Im using Cambridge Research Rip 200 and BD anavar but only started monday so too early to say on the rip blend, however, iv used the BD var before and rate it.


----------



## Wallace86 (Jan 20, 2013)

I'm using Noble Test E and it's going great, ran Zydex pro mass as a kicker didn't think much of it tbh. Also have Fuerza Var il be running so hopefully that's gtg.


----------



## ryan james (Dec 27, 2013)

Isis sus

Aml tri tren

Sb dbol

Aml hcg


----------



## Sustanation (Jan 7, 2014)

Mikeylee said:


> As title says, i have been given a choice of labs to choose from just seeing what everyone else is using at the moment and recommendations?
> 
> Most importantly the big ones to avoid
> 
> Thanks everyone


Currently using

Medtech equipoise 250

Alpha pharma test Cyp

Med tech test Enanthate(once ap test Cyp runs out)


----------



## cplmadison (Nov 26, 2013)

currently using:

Pharmacom Test-e 300mg and Signature Test-e 250mg (both gtg)

Zydex Pro-rip

Alpha Pharma Clen

Uni-gen T3

all good to go


----------



## TITO (Nov 11, 2008)

Apollo tren blend

Apollo sust

Infiniti Dbol


----------



## Theorist (Jun 18, 2013)

Orbis - Tren Ace (400mg/week)

Cambridge Research - Test400 (400mg/week)


----------



## simmo31 (Feb 23, 2012)

Cidos

infiniti mast

fuerza NPP

fuerza tren ace

SB labs dbol

really rate infiniti as a lab from what ive used so far


----------



## MRENIGMA (Apr 29, 2011)

I have in my lucky draw;

20 zafa sust

10ml orbis deca 300

Sb dbol


----------



## ryda (May 31, 2010)

Medical science test e 300

Quite popular round the NW of England, not much reviews which had me worried but took the gamble and pinned and it's deffo the real deal


----------



## Aliking10 (May 17, 2013)

Mikeylee said:


> Cheers Bro
> 
> Test Enanthate - Tren Enanthate - Anavar
> 
> Running HCG Throughout with Clomid and Nolva for PCT





Apollo X said:


> Im using Cambridge Research Rip 200 and BD anavar but only started monday so too early to say on the rip blend, however, iv used the BD var before and rate it.


I'd avoid the BD anavar if I was you mate. Bought some on the recommendation of members on here. However although it was 'genuine' and from one of the most popular sources, two weeks in i'm pretty sure its bunk. Also it came back from the gear testing site as no active ingredient in them.

Theres another member on here whose been taking them the same amount of time as me and he hasn't got anything from them either.
# # # #
ASSIGNED TASK | Please reproduce the stretch of the forum thread above from "## Sustanation (Jan" through "moment and recommendations?", word for word.
# # # #
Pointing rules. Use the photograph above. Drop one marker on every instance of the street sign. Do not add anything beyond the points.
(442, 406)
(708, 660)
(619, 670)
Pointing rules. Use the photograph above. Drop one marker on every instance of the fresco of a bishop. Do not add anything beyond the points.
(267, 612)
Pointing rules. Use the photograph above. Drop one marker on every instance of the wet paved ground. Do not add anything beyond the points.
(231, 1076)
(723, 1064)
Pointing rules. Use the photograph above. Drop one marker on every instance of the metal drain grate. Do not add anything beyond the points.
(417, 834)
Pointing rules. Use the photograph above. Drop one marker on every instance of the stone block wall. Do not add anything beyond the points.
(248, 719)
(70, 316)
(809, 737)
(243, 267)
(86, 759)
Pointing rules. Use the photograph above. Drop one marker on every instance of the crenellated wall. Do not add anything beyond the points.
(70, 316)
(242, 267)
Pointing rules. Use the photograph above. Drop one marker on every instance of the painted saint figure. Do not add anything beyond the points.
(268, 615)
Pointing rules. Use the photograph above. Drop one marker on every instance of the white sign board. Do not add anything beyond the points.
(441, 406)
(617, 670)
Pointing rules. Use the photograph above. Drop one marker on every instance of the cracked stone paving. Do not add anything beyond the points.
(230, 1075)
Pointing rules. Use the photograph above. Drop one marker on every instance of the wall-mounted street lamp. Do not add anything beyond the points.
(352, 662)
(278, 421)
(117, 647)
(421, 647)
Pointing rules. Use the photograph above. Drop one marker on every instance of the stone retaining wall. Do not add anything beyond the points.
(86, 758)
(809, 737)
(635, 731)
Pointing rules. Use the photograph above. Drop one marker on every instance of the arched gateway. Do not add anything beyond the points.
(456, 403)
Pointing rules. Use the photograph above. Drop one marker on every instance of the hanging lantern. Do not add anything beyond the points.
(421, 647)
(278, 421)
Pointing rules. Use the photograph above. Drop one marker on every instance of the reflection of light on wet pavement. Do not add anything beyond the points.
# # # #
TASK SOLUTION |
## Sustanation (Jan 7, 2014)

Mikeylee said:


> As title says, i have been given a choice of labs to choose from just seeing what everyone else is using at the moment and recommendations?